**Stored records:**

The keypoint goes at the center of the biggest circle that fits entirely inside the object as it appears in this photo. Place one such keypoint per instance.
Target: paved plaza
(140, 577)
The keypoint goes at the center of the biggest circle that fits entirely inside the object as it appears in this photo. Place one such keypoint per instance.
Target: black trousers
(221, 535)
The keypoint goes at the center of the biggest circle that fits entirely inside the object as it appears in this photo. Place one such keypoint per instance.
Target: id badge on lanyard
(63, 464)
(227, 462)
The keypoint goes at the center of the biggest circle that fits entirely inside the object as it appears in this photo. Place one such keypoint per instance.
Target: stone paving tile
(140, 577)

**Task details:** Can you rewrite every line of the material above, keeping all the wording, but shift each keypoint coordinate by adding 57 to both of its numbers?

**Task output:**
The keypoint goes at the center of the biggest circle that fits entirely inside the object as it appears in this photo. Place one such keypoint per instance.
Target: paved plaza
(197, 634)
The keypoint goes at the center of the biggest circle that fits entirely inside the object as it appears in this photo. Place one such keypoint per instance.
Target: black trousers
(278, 592)
The keypoint goes at the center of the biggest circle that fits entirely inside the object as it appears in this photo. Place one such keypoint per instance.
Target: id badge on lanyard
(120, 521)
(284, 519)
The keypoint goes at the center of the biggest circle that fits entirely inside the object as it appears in this photo. Place one such keypoint per instance.
Target: stone paving tile
(197, 634)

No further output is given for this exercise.